### [ASSIGNED TASK]
Every line of the material must be set down again without alteration.

### [PROVIDED ENTRIES]

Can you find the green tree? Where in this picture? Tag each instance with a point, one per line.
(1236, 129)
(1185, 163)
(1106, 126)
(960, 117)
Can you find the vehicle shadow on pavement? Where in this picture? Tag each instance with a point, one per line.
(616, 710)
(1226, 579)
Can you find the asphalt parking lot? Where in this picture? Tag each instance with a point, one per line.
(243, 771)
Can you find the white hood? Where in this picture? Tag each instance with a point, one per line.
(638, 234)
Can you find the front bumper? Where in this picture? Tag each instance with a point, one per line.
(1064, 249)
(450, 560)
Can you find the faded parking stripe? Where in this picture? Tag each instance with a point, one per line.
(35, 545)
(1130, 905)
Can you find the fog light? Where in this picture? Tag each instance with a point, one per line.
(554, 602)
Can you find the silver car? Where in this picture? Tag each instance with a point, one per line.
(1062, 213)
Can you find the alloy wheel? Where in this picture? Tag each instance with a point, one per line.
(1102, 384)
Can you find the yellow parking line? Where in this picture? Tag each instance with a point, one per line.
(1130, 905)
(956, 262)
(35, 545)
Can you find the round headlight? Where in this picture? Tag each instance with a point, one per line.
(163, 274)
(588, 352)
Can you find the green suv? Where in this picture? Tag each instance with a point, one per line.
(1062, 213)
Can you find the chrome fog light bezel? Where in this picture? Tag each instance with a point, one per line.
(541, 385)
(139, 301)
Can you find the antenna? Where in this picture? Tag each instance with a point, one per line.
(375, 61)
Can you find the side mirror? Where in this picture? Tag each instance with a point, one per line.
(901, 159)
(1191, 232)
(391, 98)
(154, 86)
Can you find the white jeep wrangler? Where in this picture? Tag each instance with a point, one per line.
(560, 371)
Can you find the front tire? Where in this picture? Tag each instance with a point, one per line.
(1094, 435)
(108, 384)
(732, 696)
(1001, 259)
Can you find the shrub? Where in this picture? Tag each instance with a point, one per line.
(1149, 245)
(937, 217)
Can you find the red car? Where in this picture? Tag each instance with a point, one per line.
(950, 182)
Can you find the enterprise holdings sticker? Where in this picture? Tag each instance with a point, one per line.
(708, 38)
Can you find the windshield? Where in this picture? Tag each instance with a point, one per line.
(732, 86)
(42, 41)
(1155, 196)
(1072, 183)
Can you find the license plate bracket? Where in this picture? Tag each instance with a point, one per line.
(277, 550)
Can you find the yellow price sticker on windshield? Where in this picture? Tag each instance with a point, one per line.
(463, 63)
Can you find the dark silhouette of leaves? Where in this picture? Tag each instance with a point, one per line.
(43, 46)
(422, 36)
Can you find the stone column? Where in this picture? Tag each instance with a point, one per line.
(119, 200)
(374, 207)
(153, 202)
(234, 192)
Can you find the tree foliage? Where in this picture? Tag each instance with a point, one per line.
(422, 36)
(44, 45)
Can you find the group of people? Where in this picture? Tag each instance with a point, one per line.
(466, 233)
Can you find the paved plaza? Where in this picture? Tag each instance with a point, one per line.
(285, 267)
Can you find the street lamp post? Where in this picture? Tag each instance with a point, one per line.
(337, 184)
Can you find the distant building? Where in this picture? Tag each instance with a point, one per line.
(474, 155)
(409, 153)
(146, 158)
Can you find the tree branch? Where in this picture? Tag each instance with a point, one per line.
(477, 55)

### [RESPONSE TO THE EXERCISE]
Can you find the green tree? Where in this picture? Tag each instance with a point, one per line.
(1236, 129)
(1185, 163)
(1106, 126)
(960, 117)
Can you find the vehicle shadow on pavement? Where in this picture? Tag each instance with a point, one per line.
(616, 710)
(1226, 579)
Can you find the asphalt parking lot? Where in this picture? Tag each instance with a point, one per line.
(243, 771)
Can you find the white hood? Where in this picture? Tag each instance with a point, one per line.
(638, 234)
Can you find the front bumper? Where in this picture? Tag each instance with a point, one per line.
(1064, 249)
(450, 560)
Can you find the faded parking stripe? Where in this picture? Tag each instance with a point, one per line.
(35, 545)
(1130, 905)
Can you find the fog light? Where in this picture? Tag each instance with a point, one per line.
(554, 602)
Can you find the silver car? Where in this picture? Tag each instance with a point, one per line.
(1062, 213)
Can you find the alloy wheel? Where in this picture? Tag each instance with a point, one per line.
(1102, 384)
Can you find the yellow parking line? Where in this picture? Tag each instance with a point, one per line.
(1130, 905)
(956, 262)
(35, 545)
Can you find the round headlight? Where in this picture? Tag each instance with a point, one per line.
(163, 274)
(588, 352)
Can you find the green suv? Where in this picture? Tag each instance with a point, one per line.
(1062, 213)
Can you find the chrome fog light bezel? Where in this picture? Tag each instance with a point, one per line.
(541, 385)
(139, 301)
Can you find the antenna? Where in this picture? Tag each instance with a point, one per line.
(375, 61)
Can you find the side mirror? Where in this picture? Tag each instance with a point, one per line.
(901, 159)
(1191, 232)
(391, 98)
(154, 86)
Can you find the white jeep wrangler? Where in this picture? Tag each instance with a point, one per line.
(560, 371)
Can you find the front tire? Where in this picture? Tag each instance with a point, one per line.
(1094, 435)
(108, 384)
(732, 696)
(1001, 259)
Can you find the shrub? Where in this picture? Tag each instance with a point, one per line.
(1149, 245)
(937, 217)
Can you find the red car? Where in this picture? Tag each instance with a point, one per line.
(950, 182)
Can you find the enterprise holdings sticker? Where in this picture? Tag each instance with a point, one per line.
(708, 38)
Can you find the windshield? Where in this picture? Tag each instance with a point, one per line.
(732, 86)
(42, 41)
(1155, 196)
(1072, 183)
Can you find the license plate bracket? Where in this picture? Tag each instance with a point, one per line.
(277, 550)
Can you find the yellow price sticker on windshield? Where in this picture? Tag each instance with a point, one per line.
(463, 63)
Can you find the dark silhouette of leaves? Where in this picture? Tag each instance with a point, one per line.
(43, 46)
(422, 36)
Can you find the stone column? Where in this picture? Tag each instance with a point, one per line.
(119, 200)
(374, 207)
(153, 202)
(234, 192)
Can you find the tree foliage? Where in this picture? Tag each instance with a point, one per line.
(422, 36)
(44, 45)
Can you find the group of people? Where in this picture? Tag each instance with a point, one per line.
(466, 233)
Can you find the paved plaza? Where in this picture? Tag each instance with a point, one per line.
(285, 267)
Can you find the street lamp post? Where in this picture? Tag each instance with a point, one per line.
(337, 184)
Can you find the distant building? Where in this picture? Tag each instance with a point, one per line.
(474, 155)
(409, 153)
(146, 158)
Can you find the tree branch? Where in this picture? Tag each instance with a point, one per line.
(477, 55)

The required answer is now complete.